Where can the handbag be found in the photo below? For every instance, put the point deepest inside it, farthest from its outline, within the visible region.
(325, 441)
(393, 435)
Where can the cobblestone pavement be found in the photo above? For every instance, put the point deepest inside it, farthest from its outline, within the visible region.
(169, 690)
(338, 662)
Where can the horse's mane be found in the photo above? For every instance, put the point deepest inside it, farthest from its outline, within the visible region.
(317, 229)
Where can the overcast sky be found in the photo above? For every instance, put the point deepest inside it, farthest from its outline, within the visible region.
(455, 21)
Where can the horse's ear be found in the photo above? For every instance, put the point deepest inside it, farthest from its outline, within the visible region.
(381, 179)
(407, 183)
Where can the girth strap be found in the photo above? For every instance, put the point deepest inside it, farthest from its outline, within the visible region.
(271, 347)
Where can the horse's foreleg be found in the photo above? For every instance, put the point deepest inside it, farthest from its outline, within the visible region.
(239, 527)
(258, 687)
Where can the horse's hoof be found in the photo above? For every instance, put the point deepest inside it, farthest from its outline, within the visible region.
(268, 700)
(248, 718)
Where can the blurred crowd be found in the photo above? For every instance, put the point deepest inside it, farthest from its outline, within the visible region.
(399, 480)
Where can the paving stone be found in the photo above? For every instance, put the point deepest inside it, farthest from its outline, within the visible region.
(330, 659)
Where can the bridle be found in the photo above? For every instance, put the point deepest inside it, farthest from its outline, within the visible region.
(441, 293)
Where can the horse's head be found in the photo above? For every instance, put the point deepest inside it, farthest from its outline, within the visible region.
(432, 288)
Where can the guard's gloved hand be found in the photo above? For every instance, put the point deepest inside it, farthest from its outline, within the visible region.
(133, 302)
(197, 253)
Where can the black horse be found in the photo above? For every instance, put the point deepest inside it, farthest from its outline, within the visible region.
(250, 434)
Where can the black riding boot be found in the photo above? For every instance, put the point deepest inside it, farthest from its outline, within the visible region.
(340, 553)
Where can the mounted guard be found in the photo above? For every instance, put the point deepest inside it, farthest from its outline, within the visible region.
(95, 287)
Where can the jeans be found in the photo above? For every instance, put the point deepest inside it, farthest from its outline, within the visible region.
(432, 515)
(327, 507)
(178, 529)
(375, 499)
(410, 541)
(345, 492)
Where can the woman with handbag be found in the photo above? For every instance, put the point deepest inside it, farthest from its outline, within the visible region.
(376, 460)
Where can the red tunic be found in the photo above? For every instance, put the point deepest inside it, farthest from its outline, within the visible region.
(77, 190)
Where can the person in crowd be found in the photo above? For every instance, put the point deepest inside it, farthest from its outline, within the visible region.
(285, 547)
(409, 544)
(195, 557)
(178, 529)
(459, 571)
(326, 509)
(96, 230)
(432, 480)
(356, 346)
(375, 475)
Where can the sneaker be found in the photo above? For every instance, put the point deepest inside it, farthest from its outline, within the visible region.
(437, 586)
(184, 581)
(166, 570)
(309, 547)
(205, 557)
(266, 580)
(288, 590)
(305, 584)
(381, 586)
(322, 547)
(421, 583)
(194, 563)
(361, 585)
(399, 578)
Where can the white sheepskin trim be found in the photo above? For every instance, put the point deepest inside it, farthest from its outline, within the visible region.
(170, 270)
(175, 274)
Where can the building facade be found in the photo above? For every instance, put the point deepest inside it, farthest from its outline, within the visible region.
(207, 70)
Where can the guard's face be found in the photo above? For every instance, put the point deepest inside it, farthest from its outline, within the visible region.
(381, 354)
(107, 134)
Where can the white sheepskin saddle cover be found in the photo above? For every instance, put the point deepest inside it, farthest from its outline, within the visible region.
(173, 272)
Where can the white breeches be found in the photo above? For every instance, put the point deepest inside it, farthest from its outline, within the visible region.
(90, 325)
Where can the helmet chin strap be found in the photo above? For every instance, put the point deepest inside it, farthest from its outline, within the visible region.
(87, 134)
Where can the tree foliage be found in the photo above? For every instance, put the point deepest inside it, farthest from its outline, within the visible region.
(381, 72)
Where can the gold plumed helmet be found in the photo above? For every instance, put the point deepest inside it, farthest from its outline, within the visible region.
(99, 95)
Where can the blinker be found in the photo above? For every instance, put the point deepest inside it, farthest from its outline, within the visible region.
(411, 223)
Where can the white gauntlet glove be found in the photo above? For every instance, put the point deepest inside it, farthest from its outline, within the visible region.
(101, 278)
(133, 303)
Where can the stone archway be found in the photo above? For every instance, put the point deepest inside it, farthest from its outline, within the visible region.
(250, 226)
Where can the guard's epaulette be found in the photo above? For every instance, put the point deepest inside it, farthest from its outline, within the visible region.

→ TASK PROMPT
Every line of the listing is to be returned exactly as written.

→ EXERCISE RESPONSE
Where can the handbag be found in the photo below? For every instance, put the point deepest inside it, farthest from its outline, within the visible region.
(325, 441)
(393, 435)
Where can the cobblestone pavement be found in the photo above? For every instance, put the point deepest inside it, farthest from its outline, within the visible region.
(169, 690)
(338, 662)
Where can the horse's mane be found in the photo above? For every instance, put the point deepest inside it, farthest from its outline, within the visible region.
(317, 229)
Where can the overcast sky be found in the photo above? For every instance, put the point deepest inside it, farthest from its outline, within the visible region.
(455, 21)
Where can the horse's ear be found in the photo above? For every instance, put the point deepest inside it, farthest from its outline, within the visible region.
(381, 179)
(407, 183)
Where can the girth strap be found in the photo above? For every instance, put the point deepest inside it, farthest from its outline, within the visible region.
(271, 347)
Where can the horse's foreleg be found in the photo above? For every instance, put the point deepest inside it, farthest from its outline, within the visible region.
(239, 527)
(258, 687)
Where can the horse's hoof be found in the photo above? For every instance, put the point deepest inside it, farthest from its outline, within the visible region.
(268, 700)
(248, 718)
Where can the blurred crowd be found in the photo above? For every instance, put the point deepest inside it, farthest from its outline, within the visible region.
(399, 480)
Where can the paving stone be found in the photo above? For every instance, put the point deepest inside it, farthest from its outline, within the visible region.
(330, 659)
Where can the bridle be found in the photo above? For every instance, put the point deepest inside it, farthest from its outline, within the visible region.
(441, 293)
Where can the horse's head be found in the photo above? For every instance, put the point deepest inside it, farthest from its outline, within the visible region.
(432, 288)
Where can the guard's gloved hand be found in the photo above? For every instance, put the point deepest inside it, farthest from its outline, within the visible region.
(133, 302)
(197, 253)
Where can the black horse be found in the photo above? For every instance, put the point deepest inside it, farthest from its outline, within the visible region.
(250, 434)
Where can the black riding boot be found in the photo above? For every instance, put the point deepest inside it, farthest from its outline, within the visible region.
(340, 553)
Where can the mounted guard be found in the photo above? For every instance, put the point deepest inside it, farthest from its outline, within the visible region.
(95, 287)
Where can the jeans be found in the photo above? For every instance, put the point deepest inside it, farthest from its outline, within the visible region.
(432, 515)
(327, 507)
(178, 529)
(375, 499)
(410, 541)
(345, 492)
Where can the woman with handbag be found in the photo above? For every instance, put the point deepest inside it, farthest from its outline, within the visible region.
(376, 460)
Where can the red tunic be found in the photo above? For every instance, put the point deepest inside it, farthest from its outline, within the visible region.
(77, 190)
Where can the person in crowd be found in the photo above? For every instance, put the point deepest inside it, farthest from its outline, within the visible region.
(285, 547)
(409, 544)
(195, 557)
(178, 529)
(459, 571)
(326, 509)
(96, 230)
(432, 480)
(356, 346)
(375, 475)
Where can the sneaker be found in the photo above? For every instance, put the point deepest inside it, farthest from its outline, within the visible region.
(437, 586)
(184, 581)
(166, 570)
(309, 547)
(205, 557)
(266, 580)
(288, 590)
(305, 584)
(381, 586)
(322, 547)
(421, 583)
(194, 563)
(361, 585)
(399, 578)
Where can the white sheepskin trim be found in the photo above? For every instance, put the point deepest inside it, farthest from its outline, within the visible region.
(170, 270)
(175, 274)
Where can the building facade be found in the photo above? For every instance, put the point deepest inside it, farthest from its outline, within the visible region.
(207, 70)
Where can the guard's face be found in the photo above? For every instance, put the point deepest inside it, farthest from its outline, within the visible region.
(381, 354)
(107, 134)
Where can the white sheepskin saddle cover be found in the photo above? For every instance, put the point deepest inside it, farthest from its outline, within the visible region.
(173, 272)
Where can the white breeches be found in the photo above? For every instance, put the point deepest inside it, farthest from its outline, within the visible region.
(90, 325)
Where can the helmet chin strap be found in the photo above? For every instance, put the point deepest inside it, farthest from its outline, within the visible region.
(87, 134)
Where can the tree foliage be found in the photo above? For every instance, put the point deepest inside it, farthest from its outline, within the visible region.
(381, 72)
Where can the gold plumed helmet be found in the photo above? For every instance, put the point deepest inside it, farthest from its outline, within the visible region.
(99, 95)
Where can the blinker be found in the photo above? For every instance, put the point deepest inside it, farthest from its outline, within the visible region.
(411, 223)
Where can the white gauntlet glove be found in the photo above? For every instance, put the point deepest inside it, farthest from its outline, within the visible region.
(101, 278)
(133, 303)
Where can the stone archway be found in the photo above? For every instance, put the point deepest inside it, farthest from its outline, within the visible region.
(250, 226)
Where can the guard's epaulette be found in the photo above? For every instance, put the point deepest inside it, farthest from its outline, within the visible region.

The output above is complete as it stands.